**TEXTAUSSCHNITT**
☆ ☆ ☆ ☆ ☆
Da der alte Kuhstall durch den Bau eines Heizraumes verkleinert wurde und wir trotzdem den alten Stall wieder nutzen möchten, liegt es nahe, dass wir uns Kleinrinder mit einer geringen Widerristhöhe anschaffen, die weniger Platz benötigen. Zudem erhoffen wir uns, dass das Obst der Fruchtbäume auf der Obstwiese, welche als Weidefläche dienen wird, von den Kleinrindern weitgehend unerreicht bleibt, da diese nicht so hoch hinauf reichen können.
4 Zwergzebus sind im Anmarsch: 3 Kühe und 1 Stier.
☆ ☆ ☆ ☆ ☆
**ENTNOMMENES MATERIAL**
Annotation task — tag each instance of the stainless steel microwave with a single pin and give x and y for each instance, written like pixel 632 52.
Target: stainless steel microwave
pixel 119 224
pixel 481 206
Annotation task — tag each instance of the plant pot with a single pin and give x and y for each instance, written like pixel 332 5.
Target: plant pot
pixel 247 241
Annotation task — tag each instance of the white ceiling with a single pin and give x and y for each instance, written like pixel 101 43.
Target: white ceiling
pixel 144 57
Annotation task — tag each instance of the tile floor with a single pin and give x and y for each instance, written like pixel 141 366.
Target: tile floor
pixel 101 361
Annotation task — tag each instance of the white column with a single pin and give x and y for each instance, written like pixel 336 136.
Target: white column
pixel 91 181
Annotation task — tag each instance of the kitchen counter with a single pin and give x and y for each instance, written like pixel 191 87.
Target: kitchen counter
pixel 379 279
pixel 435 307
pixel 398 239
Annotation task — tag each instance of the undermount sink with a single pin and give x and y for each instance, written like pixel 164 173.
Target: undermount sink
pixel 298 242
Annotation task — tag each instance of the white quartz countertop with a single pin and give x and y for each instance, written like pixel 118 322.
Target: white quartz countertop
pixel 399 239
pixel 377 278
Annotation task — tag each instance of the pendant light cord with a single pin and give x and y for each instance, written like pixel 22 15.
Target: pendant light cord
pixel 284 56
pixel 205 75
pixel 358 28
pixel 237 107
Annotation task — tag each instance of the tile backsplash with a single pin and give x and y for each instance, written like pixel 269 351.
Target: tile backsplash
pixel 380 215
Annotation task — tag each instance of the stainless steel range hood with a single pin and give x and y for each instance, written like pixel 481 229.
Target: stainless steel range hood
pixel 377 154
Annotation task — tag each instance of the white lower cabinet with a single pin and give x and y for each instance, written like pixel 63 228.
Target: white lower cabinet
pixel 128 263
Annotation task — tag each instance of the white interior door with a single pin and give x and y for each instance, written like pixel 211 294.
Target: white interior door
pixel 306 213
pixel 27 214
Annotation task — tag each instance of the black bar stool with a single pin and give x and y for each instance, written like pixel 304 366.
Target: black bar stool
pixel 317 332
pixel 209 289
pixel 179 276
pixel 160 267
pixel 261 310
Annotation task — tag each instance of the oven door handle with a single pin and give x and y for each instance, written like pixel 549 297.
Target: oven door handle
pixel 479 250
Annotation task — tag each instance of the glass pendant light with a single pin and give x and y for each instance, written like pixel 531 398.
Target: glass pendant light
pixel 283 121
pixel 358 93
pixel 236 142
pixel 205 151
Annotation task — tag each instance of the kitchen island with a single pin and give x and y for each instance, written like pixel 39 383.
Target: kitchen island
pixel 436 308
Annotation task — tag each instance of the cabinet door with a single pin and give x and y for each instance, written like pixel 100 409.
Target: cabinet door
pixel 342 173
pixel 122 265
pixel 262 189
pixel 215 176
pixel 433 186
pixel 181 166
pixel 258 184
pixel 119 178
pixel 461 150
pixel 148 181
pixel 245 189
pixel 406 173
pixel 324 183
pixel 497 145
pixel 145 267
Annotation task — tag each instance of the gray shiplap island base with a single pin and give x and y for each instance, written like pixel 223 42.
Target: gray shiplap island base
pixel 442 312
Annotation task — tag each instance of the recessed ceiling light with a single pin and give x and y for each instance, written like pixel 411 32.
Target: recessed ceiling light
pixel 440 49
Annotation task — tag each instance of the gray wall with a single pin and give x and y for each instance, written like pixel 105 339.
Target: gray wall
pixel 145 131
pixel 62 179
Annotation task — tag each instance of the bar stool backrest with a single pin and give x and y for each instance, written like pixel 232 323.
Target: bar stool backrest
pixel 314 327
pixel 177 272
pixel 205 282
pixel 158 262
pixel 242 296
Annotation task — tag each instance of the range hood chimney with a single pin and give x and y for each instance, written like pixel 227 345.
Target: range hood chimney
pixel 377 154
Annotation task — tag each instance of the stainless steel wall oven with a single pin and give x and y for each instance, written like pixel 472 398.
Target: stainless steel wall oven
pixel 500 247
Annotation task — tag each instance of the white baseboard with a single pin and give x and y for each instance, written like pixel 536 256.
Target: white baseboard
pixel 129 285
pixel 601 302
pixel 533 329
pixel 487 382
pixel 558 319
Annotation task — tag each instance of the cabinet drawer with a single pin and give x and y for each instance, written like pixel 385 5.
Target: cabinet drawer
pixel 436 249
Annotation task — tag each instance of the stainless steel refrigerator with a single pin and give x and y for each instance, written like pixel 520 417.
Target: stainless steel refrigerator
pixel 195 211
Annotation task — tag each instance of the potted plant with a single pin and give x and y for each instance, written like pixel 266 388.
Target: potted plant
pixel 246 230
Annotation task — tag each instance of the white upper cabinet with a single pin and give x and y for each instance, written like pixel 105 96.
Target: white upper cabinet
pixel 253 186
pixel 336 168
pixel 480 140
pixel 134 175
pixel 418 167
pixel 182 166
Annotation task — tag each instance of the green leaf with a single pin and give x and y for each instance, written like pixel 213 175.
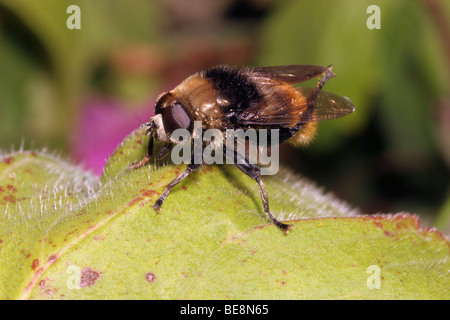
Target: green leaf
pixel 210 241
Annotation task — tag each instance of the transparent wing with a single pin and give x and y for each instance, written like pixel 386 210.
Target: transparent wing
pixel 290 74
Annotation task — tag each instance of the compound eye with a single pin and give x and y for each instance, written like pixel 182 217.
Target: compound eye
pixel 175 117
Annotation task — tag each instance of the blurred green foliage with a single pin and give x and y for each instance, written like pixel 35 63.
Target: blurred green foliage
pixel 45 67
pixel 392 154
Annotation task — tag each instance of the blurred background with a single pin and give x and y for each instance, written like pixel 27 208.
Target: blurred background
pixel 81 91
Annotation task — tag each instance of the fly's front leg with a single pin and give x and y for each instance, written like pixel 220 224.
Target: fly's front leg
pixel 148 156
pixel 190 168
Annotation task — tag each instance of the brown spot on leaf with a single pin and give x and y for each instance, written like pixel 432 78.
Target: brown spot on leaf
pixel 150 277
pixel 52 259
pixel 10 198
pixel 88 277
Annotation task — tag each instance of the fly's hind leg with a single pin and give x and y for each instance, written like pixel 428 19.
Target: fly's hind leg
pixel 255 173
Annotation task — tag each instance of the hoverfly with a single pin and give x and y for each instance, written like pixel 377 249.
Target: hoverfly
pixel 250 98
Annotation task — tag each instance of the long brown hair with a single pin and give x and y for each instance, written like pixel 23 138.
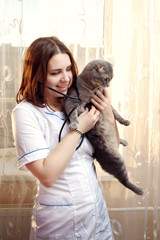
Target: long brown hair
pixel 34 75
☆ ☆ ☆ ☆ ☆
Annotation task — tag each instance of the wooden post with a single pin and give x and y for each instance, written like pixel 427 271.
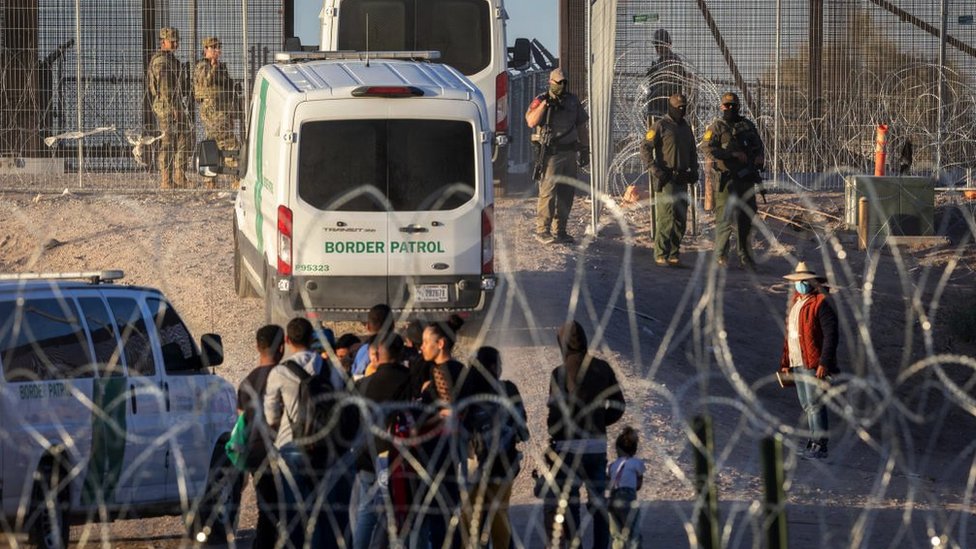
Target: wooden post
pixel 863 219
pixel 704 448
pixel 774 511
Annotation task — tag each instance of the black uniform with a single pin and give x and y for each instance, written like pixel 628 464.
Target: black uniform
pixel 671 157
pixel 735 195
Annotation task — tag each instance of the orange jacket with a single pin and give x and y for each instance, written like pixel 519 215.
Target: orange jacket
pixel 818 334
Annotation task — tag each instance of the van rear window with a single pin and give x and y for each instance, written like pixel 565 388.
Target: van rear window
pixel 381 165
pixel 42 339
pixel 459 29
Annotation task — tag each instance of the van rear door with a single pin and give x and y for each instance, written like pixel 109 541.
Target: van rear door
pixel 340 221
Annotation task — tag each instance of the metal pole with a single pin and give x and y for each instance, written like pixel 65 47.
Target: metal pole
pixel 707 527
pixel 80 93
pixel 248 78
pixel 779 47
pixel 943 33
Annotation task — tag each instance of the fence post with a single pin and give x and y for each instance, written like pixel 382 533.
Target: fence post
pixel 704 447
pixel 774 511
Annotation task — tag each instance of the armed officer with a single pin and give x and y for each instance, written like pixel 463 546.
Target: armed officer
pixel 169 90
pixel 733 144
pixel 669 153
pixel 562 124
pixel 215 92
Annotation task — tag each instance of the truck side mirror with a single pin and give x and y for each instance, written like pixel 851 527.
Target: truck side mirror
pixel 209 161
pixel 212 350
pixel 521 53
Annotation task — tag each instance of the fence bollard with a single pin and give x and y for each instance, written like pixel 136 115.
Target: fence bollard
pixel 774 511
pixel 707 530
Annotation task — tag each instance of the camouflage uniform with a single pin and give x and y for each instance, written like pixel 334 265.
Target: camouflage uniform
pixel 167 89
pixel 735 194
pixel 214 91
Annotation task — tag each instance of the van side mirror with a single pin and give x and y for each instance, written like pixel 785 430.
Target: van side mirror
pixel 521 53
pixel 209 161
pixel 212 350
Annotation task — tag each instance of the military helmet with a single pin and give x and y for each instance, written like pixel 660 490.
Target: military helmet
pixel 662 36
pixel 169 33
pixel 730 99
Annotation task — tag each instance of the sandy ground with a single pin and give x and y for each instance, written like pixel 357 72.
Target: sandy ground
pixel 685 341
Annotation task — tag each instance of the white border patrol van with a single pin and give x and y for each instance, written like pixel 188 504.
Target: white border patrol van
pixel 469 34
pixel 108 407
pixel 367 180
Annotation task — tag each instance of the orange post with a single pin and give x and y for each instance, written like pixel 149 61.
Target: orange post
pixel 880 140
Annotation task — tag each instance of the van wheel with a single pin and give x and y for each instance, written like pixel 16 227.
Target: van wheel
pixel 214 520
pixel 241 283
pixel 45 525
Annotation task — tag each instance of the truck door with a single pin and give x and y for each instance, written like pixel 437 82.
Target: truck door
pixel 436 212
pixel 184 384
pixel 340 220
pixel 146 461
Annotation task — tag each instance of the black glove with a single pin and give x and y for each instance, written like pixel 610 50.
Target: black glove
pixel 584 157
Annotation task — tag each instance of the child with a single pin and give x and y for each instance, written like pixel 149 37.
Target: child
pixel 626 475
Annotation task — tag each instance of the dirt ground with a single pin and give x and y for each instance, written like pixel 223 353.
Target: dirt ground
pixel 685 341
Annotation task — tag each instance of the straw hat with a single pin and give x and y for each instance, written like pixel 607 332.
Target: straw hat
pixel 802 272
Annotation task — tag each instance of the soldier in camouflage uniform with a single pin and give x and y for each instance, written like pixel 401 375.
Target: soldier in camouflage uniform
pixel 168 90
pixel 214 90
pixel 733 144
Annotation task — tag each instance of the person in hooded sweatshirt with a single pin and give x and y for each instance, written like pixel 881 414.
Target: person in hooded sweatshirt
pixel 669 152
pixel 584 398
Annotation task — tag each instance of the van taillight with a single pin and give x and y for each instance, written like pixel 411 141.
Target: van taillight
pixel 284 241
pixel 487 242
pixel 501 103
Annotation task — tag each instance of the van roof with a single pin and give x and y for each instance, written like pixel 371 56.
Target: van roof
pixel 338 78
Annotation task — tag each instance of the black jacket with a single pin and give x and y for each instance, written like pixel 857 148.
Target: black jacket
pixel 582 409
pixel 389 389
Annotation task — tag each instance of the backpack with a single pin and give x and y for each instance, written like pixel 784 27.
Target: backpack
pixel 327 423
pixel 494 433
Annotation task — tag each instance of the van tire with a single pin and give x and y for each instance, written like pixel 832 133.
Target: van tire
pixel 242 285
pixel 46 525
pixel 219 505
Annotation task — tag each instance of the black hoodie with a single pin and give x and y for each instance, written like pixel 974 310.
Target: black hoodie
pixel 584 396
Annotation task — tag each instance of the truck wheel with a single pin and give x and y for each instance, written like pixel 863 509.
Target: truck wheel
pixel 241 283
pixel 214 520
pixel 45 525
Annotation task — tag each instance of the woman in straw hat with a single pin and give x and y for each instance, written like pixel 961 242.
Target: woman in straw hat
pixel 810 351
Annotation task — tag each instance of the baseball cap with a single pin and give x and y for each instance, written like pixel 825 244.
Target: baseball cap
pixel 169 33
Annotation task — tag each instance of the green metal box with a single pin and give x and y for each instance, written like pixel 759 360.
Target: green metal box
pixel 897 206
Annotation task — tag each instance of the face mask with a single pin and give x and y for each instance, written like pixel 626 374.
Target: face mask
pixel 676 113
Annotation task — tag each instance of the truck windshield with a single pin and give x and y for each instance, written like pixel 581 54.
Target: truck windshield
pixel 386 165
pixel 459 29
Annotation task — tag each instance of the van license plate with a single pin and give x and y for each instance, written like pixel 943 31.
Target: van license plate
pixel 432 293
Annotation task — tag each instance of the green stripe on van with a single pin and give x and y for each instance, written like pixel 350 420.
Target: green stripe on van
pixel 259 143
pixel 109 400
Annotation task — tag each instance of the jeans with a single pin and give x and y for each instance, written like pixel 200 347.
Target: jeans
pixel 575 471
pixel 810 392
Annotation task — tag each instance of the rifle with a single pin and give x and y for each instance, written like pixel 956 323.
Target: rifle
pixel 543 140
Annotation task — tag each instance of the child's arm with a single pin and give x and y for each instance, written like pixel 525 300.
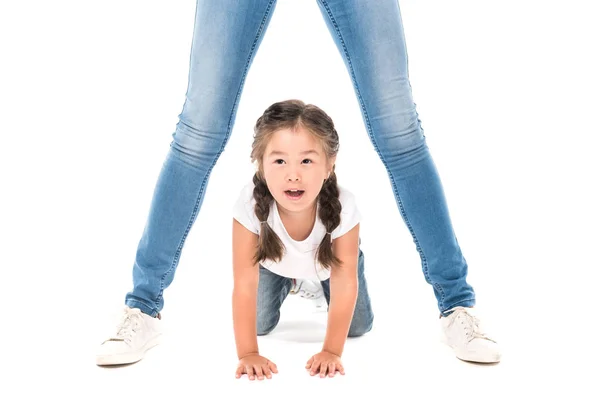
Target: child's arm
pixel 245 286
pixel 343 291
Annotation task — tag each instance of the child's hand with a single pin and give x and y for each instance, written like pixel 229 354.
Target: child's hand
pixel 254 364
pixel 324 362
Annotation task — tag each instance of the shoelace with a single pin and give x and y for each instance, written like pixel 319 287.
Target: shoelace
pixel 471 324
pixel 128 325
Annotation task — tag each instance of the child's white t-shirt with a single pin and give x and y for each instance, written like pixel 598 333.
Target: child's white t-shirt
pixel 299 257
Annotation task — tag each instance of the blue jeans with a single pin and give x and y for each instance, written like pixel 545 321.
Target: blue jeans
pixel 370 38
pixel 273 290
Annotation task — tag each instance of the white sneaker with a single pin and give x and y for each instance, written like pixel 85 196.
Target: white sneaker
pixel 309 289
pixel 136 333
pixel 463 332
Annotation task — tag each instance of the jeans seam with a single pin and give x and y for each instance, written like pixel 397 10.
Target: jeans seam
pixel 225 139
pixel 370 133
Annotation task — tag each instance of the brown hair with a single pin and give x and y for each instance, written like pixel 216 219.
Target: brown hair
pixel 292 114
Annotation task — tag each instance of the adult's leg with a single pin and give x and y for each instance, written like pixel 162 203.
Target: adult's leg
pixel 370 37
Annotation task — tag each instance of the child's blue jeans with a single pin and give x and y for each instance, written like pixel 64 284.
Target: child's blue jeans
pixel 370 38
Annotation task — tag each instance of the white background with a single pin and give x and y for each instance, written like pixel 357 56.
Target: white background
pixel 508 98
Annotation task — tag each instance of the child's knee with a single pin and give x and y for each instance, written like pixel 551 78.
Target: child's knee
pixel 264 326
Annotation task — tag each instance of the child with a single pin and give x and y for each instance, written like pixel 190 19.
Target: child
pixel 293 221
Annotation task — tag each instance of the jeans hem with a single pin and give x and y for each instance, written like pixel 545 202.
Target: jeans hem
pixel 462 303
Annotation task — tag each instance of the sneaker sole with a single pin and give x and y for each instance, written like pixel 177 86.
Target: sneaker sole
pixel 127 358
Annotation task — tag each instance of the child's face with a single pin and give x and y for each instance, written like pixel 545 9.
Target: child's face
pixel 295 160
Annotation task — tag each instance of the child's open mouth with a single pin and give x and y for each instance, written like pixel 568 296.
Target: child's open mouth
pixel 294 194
☆ ☆ ☆ ☆ ☆
**FRAGEN**
[A] Beantworte anhand des Textausschnitts:
(i) Wodurch wurde der alte Kuhstall verkleinert?
(ii) Welche Fläche soll als Weide dienen?
(iii) Wie viele Kühe sind unter den Zwergzebus, die im Anmarsch sind?
[B] Gib den Textausschnitt von „Da der alte“ bis „und 1 Stier.“ wortgetreu wieder.

**ERGEBNISSE**
[A]
(i) Durch den Bau eines Heizraumes.
(ii) Die Obstwiese.
(iii) 3 Kühe.

[B]
Da der alte Kuhstall durch den Bau eines Heizraumes verkleinert wurde und wir trotzdem den alten Stall wieder nutzen möchten, liegt es nahe, dass wir uns Kleinrinder mit einer geringen Widerristhöhe anschaffen, die weniger Platz benötigen. Zudem erhoffen wir uns, dass das Obst der Fruchtbäume auf der Obstwiese, welche als Weidefläche dienen wird, von den Kleinrindern weitgehend unerreicht bleibt, da diese nicht so hoch hinauf reichen können.
4 Zwergzebus sind im Anmarsch: 3 Kühe und 1 Stier.